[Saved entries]
......

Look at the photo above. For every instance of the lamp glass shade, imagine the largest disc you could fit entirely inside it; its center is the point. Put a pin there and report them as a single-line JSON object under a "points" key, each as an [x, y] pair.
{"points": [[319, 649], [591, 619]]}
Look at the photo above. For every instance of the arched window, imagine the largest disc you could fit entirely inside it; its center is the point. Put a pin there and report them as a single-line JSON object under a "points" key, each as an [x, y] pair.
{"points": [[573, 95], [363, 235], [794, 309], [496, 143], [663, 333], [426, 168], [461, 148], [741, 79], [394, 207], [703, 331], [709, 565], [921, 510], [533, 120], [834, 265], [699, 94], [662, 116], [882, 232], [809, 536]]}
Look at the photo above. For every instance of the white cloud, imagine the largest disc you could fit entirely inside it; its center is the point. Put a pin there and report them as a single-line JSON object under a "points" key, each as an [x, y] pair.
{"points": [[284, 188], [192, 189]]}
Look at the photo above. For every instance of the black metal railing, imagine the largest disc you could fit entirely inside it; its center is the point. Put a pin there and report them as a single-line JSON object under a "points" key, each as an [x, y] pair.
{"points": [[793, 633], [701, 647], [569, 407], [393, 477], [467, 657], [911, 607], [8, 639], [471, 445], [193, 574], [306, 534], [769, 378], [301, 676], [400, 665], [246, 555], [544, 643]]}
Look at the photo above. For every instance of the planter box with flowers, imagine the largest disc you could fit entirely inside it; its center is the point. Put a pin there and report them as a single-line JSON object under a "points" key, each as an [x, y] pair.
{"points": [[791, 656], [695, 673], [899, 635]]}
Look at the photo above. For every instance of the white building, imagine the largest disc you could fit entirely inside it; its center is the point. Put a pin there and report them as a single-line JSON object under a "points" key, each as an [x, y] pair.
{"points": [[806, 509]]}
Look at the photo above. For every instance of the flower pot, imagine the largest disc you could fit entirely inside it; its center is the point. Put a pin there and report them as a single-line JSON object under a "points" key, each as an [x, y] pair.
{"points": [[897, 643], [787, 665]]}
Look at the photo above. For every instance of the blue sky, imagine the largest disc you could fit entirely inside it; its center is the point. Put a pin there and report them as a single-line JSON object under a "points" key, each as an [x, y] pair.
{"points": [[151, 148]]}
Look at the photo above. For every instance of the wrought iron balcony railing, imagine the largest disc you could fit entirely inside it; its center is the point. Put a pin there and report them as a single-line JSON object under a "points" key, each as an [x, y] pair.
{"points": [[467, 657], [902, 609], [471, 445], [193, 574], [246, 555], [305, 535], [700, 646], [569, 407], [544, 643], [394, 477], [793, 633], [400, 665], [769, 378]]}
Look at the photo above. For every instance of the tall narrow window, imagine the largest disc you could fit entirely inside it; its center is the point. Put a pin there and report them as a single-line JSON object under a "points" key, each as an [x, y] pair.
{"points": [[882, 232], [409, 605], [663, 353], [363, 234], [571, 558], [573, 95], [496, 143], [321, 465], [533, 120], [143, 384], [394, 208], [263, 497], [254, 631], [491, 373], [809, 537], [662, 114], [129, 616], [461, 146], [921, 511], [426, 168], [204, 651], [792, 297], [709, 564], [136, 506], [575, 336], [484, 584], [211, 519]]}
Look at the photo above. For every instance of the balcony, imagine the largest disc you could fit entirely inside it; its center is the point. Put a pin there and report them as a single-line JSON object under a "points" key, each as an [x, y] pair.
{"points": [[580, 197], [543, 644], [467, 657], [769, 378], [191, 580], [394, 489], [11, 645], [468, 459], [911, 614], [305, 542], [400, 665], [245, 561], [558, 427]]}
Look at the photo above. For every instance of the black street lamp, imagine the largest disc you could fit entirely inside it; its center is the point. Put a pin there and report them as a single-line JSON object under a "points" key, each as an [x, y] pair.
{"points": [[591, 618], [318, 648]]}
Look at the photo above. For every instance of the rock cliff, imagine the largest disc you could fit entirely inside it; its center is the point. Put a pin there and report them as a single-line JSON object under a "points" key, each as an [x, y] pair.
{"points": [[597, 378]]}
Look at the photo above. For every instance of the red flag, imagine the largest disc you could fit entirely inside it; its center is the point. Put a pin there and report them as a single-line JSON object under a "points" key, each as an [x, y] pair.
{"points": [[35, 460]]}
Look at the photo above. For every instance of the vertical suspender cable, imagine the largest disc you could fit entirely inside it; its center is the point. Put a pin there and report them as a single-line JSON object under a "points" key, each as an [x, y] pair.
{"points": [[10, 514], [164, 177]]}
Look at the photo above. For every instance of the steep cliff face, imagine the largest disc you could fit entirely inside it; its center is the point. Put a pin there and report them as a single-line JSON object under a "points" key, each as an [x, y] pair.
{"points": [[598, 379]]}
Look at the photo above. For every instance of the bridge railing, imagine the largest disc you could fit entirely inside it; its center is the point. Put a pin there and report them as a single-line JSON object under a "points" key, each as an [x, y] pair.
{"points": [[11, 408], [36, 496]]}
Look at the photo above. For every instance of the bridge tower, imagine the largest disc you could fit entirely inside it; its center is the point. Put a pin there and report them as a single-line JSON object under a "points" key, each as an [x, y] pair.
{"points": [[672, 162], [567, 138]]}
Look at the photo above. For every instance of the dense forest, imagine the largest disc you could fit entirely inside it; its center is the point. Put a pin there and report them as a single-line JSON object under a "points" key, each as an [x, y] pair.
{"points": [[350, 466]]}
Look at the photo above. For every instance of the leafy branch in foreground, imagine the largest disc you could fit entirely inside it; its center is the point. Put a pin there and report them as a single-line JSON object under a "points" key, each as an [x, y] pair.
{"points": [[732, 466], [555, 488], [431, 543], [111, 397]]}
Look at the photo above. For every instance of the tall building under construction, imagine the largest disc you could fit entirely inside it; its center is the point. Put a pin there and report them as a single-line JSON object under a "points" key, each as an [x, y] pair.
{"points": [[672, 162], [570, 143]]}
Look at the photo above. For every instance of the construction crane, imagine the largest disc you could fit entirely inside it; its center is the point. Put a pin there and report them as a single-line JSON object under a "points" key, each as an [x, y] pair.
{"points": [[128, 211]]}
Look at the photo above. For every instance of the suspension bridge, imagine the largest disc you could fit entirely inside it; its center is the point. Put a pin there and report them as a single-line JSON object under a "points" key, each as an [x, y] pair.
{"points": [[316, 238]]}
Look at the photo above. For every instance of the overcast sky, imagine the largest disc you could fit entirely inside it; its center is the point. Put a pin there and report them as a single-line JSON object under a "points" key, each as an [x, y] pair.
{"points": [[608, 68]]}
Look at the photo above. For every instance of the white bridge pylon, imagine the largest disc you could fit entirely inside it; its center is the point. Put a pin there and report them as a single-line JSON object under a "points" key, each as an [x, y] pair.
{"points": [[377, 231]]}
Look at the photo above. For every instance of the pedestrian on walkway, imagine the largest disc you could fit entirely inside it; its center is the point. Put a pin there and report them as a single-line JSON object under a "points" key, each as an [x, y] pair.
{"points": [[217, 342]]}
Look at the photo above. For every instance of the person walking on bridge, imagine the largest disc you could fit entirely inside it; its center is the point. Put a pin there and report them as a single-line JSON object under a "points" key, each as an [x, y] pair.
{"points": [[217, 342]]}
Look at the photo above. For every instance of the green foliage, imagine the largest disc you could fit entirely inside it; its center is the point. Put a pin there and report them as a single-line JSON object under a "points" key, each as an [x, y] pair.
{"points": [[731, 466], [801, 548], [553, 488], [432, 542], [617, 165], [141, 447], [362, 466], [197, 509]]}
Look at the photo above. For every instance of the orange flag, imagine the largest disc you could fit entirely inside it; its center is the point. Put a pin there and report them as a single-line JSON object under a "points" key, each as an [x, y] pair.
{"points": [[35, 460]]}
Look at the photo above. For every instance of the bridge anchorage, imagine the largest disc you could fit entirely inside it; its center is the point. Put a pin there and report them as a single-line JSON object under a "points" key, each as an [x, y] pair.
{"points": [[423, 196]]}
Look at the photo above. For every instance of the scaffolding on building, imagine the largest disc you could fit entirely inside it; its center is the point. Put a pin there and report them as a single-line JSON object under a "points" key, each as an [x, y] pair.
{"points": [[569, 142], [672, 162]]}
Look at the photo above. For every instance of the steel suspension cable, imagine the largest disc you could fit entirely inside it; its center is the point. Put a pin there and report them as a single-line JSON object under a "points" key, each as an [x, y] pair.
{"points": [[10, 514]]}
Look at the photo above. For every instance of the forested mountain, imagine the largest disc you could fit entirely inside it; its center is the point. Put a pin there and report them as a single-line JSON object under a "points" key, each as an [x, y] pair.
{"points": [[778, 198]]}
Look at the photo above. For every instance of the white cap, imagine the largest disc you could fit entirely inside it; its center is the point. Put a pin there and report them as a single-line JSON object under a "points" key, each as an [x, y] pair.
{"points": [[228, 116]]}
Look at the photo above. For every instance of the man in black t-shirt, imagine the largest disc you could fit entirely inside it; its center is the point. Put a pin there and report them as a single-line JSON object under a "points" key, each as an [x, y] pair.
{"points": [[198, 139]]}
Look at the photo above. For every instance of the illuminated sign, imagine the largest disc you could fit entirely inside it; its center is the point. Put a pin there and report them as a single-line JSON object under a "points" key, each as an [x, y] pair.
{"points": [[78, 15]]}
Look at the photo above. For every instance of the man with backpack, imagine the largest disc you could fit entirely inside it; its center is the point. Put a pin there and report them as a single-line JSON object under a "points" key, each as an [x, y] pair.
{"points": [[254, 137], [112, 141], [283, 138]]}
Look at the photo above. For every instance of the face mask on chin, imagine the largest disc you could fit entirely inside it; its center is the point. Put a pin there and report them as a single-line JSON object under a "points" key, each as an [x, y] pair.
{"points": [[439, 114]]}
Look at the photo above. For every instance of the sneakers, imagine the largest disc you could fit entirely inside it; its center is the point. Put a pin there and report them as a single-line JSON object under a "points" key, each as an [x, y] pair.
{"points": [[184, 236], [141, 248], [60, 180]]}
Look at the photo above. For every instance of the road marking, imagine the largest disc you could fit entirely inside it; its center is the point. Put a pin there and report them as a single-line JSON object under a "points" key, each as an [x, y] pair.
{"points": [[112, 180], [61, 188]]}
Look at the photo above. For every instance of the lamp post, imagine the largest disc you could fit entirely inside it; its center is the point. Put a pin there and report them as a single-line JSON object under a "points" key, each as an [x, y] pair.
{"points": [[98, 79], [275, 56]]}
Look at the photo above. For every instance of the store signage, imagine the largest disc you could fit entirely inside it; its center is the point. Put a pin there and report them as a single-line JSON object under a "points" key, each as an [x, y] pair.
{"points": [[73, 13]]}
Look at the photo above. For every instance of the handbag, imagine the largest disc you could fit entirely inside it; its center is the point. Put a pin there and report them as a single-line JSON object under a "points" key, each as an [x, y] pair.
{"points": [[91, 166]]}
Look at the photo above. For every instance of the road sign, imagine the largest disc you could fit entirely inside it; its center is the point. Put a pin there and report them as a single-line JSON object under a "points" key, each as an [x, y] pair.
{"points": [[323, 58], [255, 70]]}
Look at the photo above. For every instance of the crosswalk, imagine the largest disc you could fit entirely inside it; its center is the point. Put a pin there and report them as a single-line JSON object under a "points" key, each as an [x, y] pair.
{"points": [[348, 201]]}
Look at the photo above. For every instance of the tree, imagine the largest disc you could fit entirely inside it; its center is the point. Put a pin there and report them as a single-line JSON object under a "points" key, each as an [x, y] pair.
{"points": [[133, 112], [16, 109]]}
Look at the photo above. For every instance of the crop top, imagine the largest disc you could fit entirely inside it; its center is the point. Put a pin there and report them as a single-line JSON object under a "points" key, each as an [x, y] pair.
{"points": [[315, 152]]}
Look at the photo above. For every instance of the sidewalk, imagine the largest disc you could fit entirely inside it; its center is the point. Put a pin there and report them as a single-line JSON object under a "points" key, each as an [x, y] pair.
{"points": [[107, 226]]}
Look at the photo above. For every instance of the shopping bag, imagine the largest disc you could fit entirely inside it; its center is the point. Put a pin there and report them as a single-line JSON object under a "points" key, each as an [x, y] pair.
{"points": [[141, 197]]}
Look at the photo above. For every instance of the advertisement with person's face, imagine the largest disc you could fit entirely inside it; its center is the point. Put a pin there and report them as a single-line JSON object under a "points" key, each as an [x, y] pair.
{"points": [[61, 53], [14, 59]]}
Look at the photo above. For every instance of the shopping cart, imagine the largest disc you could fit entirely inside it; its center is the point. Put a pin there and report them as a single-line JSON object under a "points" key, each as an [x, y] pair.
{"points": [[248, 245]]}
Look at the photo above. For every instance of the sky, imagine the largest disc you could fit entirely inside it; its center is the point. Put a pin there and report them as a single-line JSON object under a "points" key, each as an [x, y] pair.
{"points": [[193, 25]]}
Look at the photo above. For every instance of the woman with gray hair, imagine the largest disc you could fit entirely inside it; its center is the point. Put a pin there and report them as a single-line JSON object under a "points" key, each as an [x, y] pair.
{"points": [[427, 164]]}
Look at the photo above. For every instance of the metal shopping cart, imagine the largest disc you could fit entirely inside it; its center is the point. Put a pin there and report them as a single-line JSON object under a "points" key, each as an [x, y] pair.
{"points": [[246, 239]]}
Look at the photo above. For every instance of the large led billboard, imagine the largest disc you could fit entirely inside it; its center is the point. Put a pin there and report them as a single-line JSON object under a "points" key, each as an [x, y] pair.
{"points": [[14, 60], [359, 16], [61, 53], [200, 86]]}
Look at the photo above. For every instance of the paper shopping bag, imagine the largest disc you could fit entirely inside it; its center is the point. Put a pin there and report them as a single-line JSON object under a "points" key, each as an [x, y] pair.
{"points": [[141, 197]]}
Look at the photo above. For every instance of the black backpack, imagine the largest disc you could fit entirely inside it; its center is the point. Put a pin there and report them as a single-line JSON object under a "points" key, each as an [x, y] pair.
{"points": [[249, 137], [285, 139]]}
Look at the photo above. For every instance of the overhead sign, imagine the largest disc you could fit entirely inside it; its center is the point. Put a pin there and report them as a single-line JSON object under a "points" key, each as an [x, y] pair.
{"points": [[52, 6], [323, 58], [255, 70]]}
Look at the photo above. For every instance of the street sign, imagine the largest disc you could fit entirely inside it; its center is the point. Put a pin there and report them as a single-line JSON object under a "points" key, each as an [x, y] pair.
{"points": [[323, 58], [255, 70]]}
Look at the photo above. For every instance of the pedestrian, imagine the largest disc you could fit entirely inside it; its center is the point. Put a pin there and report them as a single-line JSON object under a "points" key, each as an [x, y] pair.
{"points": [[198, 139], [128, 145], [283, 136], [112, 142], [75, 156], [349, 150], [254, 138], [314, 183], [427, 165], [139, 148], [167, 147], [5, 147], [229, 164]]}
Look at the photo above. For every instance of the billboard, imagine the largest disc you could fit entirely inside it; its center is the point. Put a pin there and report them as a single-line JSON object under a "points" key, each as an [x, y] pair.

......

> **What to produce**
Your task is to restate, word for word, the line with "Look at the photo above. For every instance of the street" and all lines after it, ending with the last line of the data.

> **Task answer**
Look at the photo above. For every instance of the street sign, imagine the largest disc you could fit entirely inside it; its center is the point. Put a pin there and report them as a single-line JSON object under a "points" key, each as an [x, y] pair.
{"points": [[323, 58], [255, 70]]}
Look at the photo above. For every instance of the pedestrian, imagine the largest disc you could fit entirely inside it; its center is the point. Put a pin there and report them as a single-line JSON object under a "points" key, each as an [x, y] pair.
{"points": [[198, 139], [128, 145], [283, 136], [112, 142], [75, 156], [349, 150], [254, 138], [314, 183], [427, 165], [139, 148], [167, 147], [5, 147], [229, 164]]}
Look at the photo above. For every instance of the billboard, imagine the largest disc you could fit entirely inside it; its center is the point. Put a pin there and report them as a single-line JSON object under a "points" key, each as an [x, y] pair.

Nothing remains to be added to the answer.